» THE EXERCISE:
List every line in the excerpt on the adjoint operator in coordinates that serves as a label or heading for a part of it.

» TEXT SEGMENT:
************
1.2 A.2. The adjoint \(d_A^*\) in coordinates

Using the formulas (62)–(63) we can easily find expressions for \(d_A^* = \star d_A \star \) in the Cartesian coordinates.

Lemma 10

If \(X= X_\alpha dx^\alpha \), then

$$\begin{aligned} d_A^*X = - \left( \partial ^\alpha X_\alpha + [A^\alpha , X_\alpha ]\right) . \end{aligned}$$

If \(Y= Y_{\alpha \beta } dx^\alpha \wedge dx^\beta \), then

$$\begin{aligned} d_A^*Y = \left( \partial ^\alpha Y_{\beta \alpha } + [A^\alpha , Y_{\beta \alpha }]\right) dx^\beta - \left( \partial ^\alpha Y_{\alpha \beta } + [A^\alpha , Y_{\alpha \beta }]\right) dx^\beta . \end{aligned}$$

Proof

We have

$$\begin{aligned} d_A^*X = (\partial _\alpha X_\beta + [A_\alpha , X_\beta ])\star (dx^\alpha \wedge \star dx^\beta ) = - \partial ^\alpha X_\alpha - [A^\alpha , X_\alpha ], \end{aligned}$$

and

$$\begin{aligned} d_A^*Y&= (\partial _p Y_{\alpha \beta } + [A_p, Y_{\alpha \beta }]) \star (dx^p \wedge \star (dx^\alpha \wedge dx^\beta ) ) \\ {}&( \partial ^\beta Y_{\alpha \beta } + [A^\beta , Y_{\alpha \beta }]) dx^\alpha - ( \partial ^\alpha Y_{\alpha \beta } + [A^\alpha , Y_{\alpha \beta }]) dx^\beta . \end{aligned}$$

\(\square \)
************
» DATASET ENTRIES:

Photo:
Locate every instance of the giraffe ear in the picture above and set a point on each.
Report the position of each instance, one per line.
************
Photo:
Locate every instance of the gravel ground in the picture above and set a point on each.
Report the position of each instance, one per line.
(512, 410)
************
» FINAL ANSWER:
- 1.2 A.2. The adjoint d_A^* in coordinates
- Lemma 10
- Proof